**PROBLEM TO WORK ON**:
From the text below about the shifs language, copy the passage word for word, starting at "Also it was" and ending at "everything much easier.".

-------- TEXT

But soon it became clear that the language would need to be too
complex to perform even the most simple tasks, and it failed to
accomplish the main goal that was to take advantage of existing tools
and languages without adding extra complexity.
Also it was appreciated that it would be convenient if the facility
could be available on as many platforms as possible. Inferno provided
this and was a good opportunity to experiment with Limbo.
In hindsight this was a very good choice as it simplified some
problems considerably. In particular using the
.I sh
module made everything much easier.
.NH
The shifs language
.PP
The language was simplified to the bare basics, providing a foundation that could be extended
in the future as more complex interactions become feasible while delegating all the procedural
heavy lifting to the Inferno
.I sh
module.
The language has a syntax somewhat similar to
.I awk
and
.I mk ;
consisting of
.I rules ,
each composed of a
.I pattern
and a set of
.I actions .
.NH 2
Patterns
.PP
A pattern starts at the beginning of line and consists of an operation specifier (
.I r
for read,
.I w
for write, etc. ), in the absence of any operation specifier
.I r
is used; followed by the regexp match operator
.I ~
(other operators might be added in the future), the rest of the pattern up to the end of line
or a trailing
.I ~
is the argument
to the regexp operator which is a regular expression that will be matched against file paths.
.PP
\" .1C
.KF
.P1
r ~[0-9]+/[a-z]+$
.P2
.ce
.I "Figure 1. Sample shifs pattern"

----------------
-------- PROVIDED MATERIAL

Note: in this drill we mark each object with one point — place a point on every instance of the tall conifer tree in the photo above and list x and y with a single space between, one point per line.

----------------

**IN RESPONSE**:
Also it was appreciated that it would be convenient if the facility
could be available on as many platforms as possible. Inferno provided
this and was a good opportunity to experiment with Limbo.
In hindsight this was a very good choice as it simplified some
problems considerably. In particular using the
.I sh
module made everything much easier.